YOUR ASSIGNMENT:
Could every line of the listing be output exactly, with the pictures skipped?

INPUT FOR THIS TASK:
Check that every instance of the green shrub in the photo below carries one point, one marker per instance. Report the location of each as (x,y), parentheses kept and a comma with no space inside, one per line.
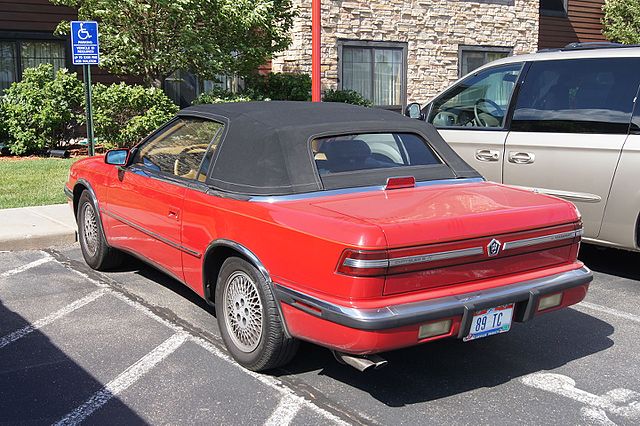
(347,97)
(124,114)
(279,87)
(218,96)
(43,110)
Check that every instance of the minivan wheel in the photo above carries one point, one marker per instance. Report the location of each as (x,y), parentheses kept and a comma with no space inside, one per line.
(95,250)
(249,319)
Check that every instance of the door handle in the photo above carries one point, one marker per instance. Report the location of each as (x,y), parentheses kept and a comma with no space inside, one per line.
(487,155)
(518,157)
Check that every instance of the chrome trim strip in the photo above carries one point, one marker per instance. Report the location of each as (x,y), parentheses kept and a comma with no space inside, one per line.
(393,316)
(317,194)
(510,245)
(584,197)
(432,257)
(152,234)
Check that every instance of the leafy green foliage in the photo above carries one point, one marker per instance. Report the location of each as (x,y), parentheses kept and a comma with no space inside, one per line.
(154,38)
(347,97)
(42,110)
(218,96)
(621,22)
(125,114)
(280,86)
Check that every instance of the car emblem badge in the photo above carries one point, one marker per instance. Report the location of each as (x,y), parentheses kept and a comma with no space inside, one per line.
(493,248)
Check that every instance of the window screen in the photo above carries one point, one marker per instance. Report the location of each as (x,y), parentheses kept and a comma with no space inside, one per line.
(371,151)
(377,73)
(180,149)
(578,96)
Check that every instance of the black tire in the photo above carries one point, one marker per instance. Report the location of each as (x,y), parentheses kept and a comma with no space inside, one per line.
(259,342)
(94,248)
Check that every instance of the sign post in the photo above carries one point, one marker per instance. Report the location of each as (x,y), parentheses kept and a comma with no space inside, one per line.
(85,51)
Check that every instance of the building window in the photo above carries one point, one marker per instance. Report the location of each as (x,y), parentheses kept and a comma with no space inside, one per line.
(376,70)
(472,57)
(554,7)
(18,55)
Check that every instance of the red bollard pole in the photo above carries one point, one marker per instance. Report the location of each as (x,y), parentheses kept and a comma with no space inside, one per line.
(315,50)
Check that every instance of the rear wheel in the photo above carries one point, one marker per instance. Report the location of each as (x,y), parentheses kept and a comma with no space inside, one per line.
(249,319)
(94,248)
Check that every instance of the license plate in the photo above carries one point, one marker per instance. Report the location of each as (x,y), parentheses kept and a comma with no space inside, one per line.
(488,322)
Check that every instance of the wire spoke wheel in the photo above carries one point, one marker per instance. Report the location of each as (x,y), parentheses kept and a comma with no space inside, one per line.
(90,229)
(242,310)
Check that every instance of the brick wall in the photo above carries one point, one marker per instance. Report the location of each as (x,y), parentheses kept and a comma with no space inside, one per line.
(433,30)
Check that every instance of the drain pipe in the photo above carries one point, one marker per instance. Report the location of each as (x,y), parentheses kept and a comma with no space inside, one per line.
(361,362)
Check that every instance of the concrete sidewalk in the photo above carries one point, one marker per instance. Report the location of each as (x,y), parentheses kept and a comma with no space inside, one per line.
(36,227)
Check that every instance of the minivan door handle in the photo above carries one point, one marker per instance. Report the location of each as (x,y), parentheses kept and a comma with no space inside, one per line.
(518,157)
(487,155)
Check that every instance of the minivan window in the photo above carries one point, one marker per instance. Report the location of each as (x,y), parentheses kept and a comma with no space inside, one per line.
(480,100)
(367,151)
(578,96)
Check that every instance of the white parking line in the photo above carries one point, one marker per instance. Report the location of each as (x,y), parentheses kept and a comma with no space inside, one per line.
(285,412)
(606,310)
(47,258)
(130,376)
(18,334)
(269,381)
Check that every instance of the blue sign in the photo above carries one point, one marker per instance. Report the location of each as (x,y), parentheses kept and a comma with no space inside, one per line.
(84,43)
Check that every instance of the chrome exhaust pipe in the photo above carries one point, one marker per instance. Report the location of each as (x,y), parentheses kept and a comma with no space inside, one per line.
(361,362)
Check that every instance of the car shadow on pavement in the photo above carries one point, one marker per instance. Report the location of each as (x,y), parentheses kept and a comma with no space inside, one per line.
(40,383)
(449,367)
(621,263)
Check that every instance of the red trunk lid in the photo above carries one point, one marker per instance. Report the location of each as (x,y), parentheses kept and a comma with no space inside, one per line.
(463,218)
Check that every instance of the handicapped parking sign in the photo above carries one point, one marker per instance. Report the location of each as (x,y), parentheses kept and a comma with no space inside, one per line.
(84,43)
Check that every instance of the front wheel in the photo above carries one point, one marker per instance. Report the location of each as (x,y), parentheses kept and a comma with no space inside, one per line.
(95,250)
(249,319)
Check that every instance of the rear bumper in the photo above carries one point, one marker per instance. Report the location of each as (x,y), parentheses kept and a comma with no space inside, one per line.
(404,318)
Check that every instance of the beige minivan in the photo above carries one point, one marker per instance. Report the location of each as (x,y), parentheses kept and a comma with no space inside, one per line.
(559,122)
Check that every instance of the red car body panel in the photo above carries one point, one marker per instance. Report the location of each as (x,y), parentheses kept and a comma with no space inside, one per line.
(300,242)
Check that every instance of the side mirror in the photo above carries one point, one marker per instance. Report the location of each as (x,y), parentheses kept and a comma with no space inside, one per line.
(413,111)
(117,157)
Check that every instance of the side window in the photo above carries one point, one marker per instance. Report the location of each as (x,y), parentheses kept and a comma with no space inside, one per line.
(480,100)
(180,150)
(578,96)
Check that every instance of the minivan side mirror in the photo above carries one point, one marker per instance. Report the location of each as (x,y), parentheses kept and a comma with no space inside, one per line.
(117,157)
(413,111)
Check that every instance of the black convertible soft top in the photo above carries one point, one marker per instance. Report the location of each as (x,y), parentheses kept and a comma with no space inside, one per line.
(266,147)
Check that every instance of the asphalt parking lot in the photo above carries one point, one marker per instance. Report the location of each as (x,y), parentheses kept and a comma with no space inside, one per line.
(137,347)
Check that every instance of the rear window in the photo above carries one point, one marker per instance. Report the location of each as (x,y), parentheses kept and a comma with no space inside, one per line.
(371,151)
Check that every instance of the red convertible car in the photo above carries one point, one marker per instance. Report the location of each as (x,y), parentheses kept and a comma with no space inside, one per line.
(356,229)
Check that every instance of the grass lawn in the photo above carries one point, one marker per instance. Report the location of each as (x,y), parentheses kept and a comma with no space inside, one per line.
(33,181)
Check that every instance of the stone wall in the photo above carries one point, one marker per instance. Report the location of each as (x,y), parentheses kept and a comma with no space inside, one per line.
(433,30)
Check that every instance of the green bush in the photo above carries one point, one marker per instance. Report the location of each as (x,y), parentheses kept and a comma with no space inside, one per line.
(217,96)
(124,114)
(43,110)
(279,87)
(621,22)
(347,97)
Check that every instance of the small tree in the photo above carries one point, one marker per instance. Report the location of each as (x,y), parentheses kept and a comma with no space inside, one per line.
(621,22)
(154,38)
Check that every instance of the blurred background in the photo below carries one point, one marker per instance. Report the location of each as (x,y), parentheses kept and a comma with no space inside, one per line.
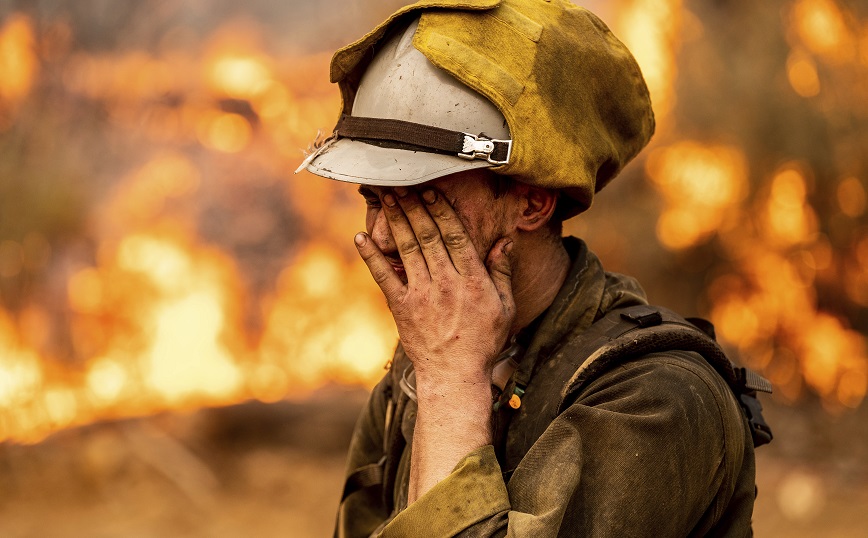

TASK SOLUTION:
Check that every instance of the green shrub in the photo below carries one point, one marker per instance. Report the location of each as (x,y), parentheses kept and a comma with no space inside, one per line.
(347,97)
(124,114)
(279,87)
(218,96)
(43,110)
Check that every instance of the minivan wheel in the photo above carries one point, one marker per instance. Report the location of each as (x,y), parentheses kept and a comma with no space inside, one per line.
(95,250)
(249,319)
Check that every instance of the door handle in the photo above carries one point, one marker per instance. Report the location of each as (x,y), parentheses kept and a comma with no space inside, one per line.
(487,155)
(518,157)
Check that every instance of the chrome trim strip in the photo above carries one point, one marker per instance. Report the location of each as (x,y), parentheses kept and a comma with no space inside, one per line.
(393,316)
(317,194)
(510,245)
(584,197)
(432,257)
(152,234)
Check that every instance of the leafy green foliage in the photo above carries one point, one marker per instance. Report the location of each as (x,y), parentheses kept and a comma with no space inside, one per line.
(154,38)
(347,97)
(42,110)
(218,96)
(621,22)
(125,114)
(280,86)
Check that every instance of the car emblem badge in the photo above carries one point, one marker per instance. Report the location of each as (x,y), parentheses kept and a comma with no space inside, one per line.
(493,248)
Check that every instance of the window screen in the photo above carries one point, one marker per instance. Report the location of each as (x,y), parentheses kept and a comma with no space inside, one per line.
(371,151)
(377,73)
(180,149)
(578,96)
Check that every instance of the black tire in the photo above carries one point, one marker per instance. Report the location of each as (x,y), parentheses kept and a comma with no space inside, one per line.
(259,342)
(94,248)
Check that every instance of the sign post in the photo above carries one point, one marker per instance. Report the location of each as (x,y), parentheses kept and a comma with no space inside, one per line.
(85,51)
Check that every instance of the building window in the photo above carries one point, one marker per instance. Report the location of each as (x,y), parentheses kept and a comma with no space inside, one per line.
(376,70)
(472,57)
(554,7)
(18,55)
Check that every instance of the red bollard pole in the photo above carries one point, one marker per instance. Report the location of each as (x,y), parentheses kept and a comma with no space inside, one per line.
(315,50)
Check that every instance of the rear wheel in the photo above carries one point, one marker per instance. Report the location of each as (x,y), parentheses kept and a comma with no space inside, one per line.
(249,319)
(94,248)
Check that every instance of the license plate in the photo above carries one point, one marker per instance. Report the location of each as (x,y), parentheses kept and a comma with no space inside, one per line.
(488,322)
Check that every instance of the wire spoke wheel in the photo above carries one point, one marker per instance. Report the location of each as (x,y), parentheses kept and a comma with no space inside, one per line.
(90,229)
(242,310)
Check that every instance of the brick wall in the photo above carries one point, one marker per instance. Report the location of each as (x,y), parentheses kept and a comma with no space inside, one per line.
(433,30)
Check that every instance of the drain pipe in the photo above carries one point, one marker per instance. Report the location of each as (x,y), parentheses kept and a comma with no space inside, one per line.
(361,362)
Check that every instance of the concrete sidewalk in the photo above carries one point, one marker per instance. Report the location of each as (x,y), parentheses kept and a comma with no space inside, one per line.
(36,227)
Check that every instance of the minivan door handle in the photo above carries one point, one marker per instance. Report the location of each as (x,y), parentheses kept and a comma with no space inside, one per line.
(518,157)
(487,155)
Check that every instance of the minivan window in the photo above carries one point, one marker per instance. Report the location of each as (x,y), parentheses kept and a comma with no space inside, one per line.
(480,100)
(367,151)
(578,96)
Check that every instance of the white parking line in the photo above carries one point, one marker per instance. Report the location of each as (x,y), parentheses kept and a comma with no space inside, one per line.
(285,412)
(606,310)
(47,258)
(130,376)
(18,334)
(269,381)
Check that every instance of the blue sign in the photo above carries one point, one marker per instance. Report the location of each as (x,y), parentheses kept and a comma with no space inside, one per line.
(84,43)
Check that every instance of the chrome exhaust pipe in the photo above carries one point, one marker per instance. Report the location of each as (x,y), parentheses kept and a comma with no space inside, one per line.
(361,362)
Check that every instance of the car shadow on pavement in the photo above carries one point, one marker per instance. Report the location of each as (x,y), parentheses kept and a comma with no space inside, one per line.
(40,383)
(449,367)
(621,263)
Check that every instance of the red trunk lid in the photo above carries one point, one marker per instance. Report the location of each as (x,y), parentheses kept and a comma with no space inside, one per line.
(463,218)
Check that every instance of the handicapped parking sign in the photo above carries one point, one marker per instance. Report the location of each as (x,y), parentheses kept and a comma with no space inside, one per line.
(84,43)
Check that every instance of the front wheel in the photo above carries one point, one marker per instance. Report the location of each as (x,y), parentheses kept and a comma with no space inside, one per line.
(95,250)
(249,319)
Check that every instance of the rear bumper in the photo above carries one point, one marker per instance. Report the location of each as (x,y), parentheses kept and a comma with no space inside, one per line.
(404,318)
Check that every instance of the beige minivan in the photo above carries one point, one marker per instance. Report the location of each as (x,y), parentheses kept and a comma with no space inside, one per line.
(559,122)
Check that every instance of the red car body panel in the photo above carries one point, one marker per instance. Report the location of each as (x,y), parentheses kept and a comma with no space inside, one per line.
(300,242)
Check that every instance of the side mirror in the photo above carries one point, one marker per instance. Report the location of each as (x,y), parentheses kept and a comma with no space inside, one per line.
(413,111)
(117,157)
Check that every instance of the side window in the photo above carries one point, one marker per instance. Report the location of each as (x,y), parentheses kept and a comma with no space inside, one per line.
(480,100)
(180,150)
(578,96)
Check that every instance of the minivan side mirror in the photo above carries one point, one marker per instance. Report the location of each as (x,y), parentheses kept and a comma with no space inside, one per line.
(117,157)
(413,111)
Check that every instance of the black convertible soft top in the photo above carries one point, one marker per instance. Report the location of each as (x,y), parentheses kept and a comma with no space inside, one per line.
(266,147)
Check that every instance of the asphalt parking lot in the photo above carries one point, one marker per instance. Report the location of each as (x,y), parentheses kept and a comma with no space inside, one per line.
(137,347)
Check that every instance of the rear window in the photo above carries one point, one marker per instance. Report the location of each as (x,y), parentheses kept and a comma with no space inside, one per line.
(371,151)
Check that every instance of the red convertible car in the photo above carries one point, one marker per instance. Report the location of each as (x,y), parentheses kept and a comma with no space inside, one per line.
(356,229)
Check that every instance of the grass lawn in the photo above carries one point, one marker per instance. Report the location of each as (x,y), parentheses kept and a comma with no space inside, one per line.
(33,181)
Check that every instance of the stone wall in the photo above carries one point, one marker per instance. Report the location of each as (x,y), parentheses kept and a comma with no space inside, one per line.
(433,30)
Check that every instance of the green bush in the photo above carries one point, one marker per instance. Report the location of each as (x,y), parentheses kept and a comma with no space inside, one per line.
(217,96)
(124,114)
(43,110)
(279,87)
(621,22)
(347,97)
Check that every instance of the small tree in the photo above carries one point, one marker per instance. Report the location of each as (x,y), parentheses kept and a comma with no space inside, one per line.
(621,22)
(154,38)
Check that every instance of the blurred background in the photo below carries one point, one marker per instance. Report the location of each as (x,y), parentheses kept and a comma with no space inside, one per line.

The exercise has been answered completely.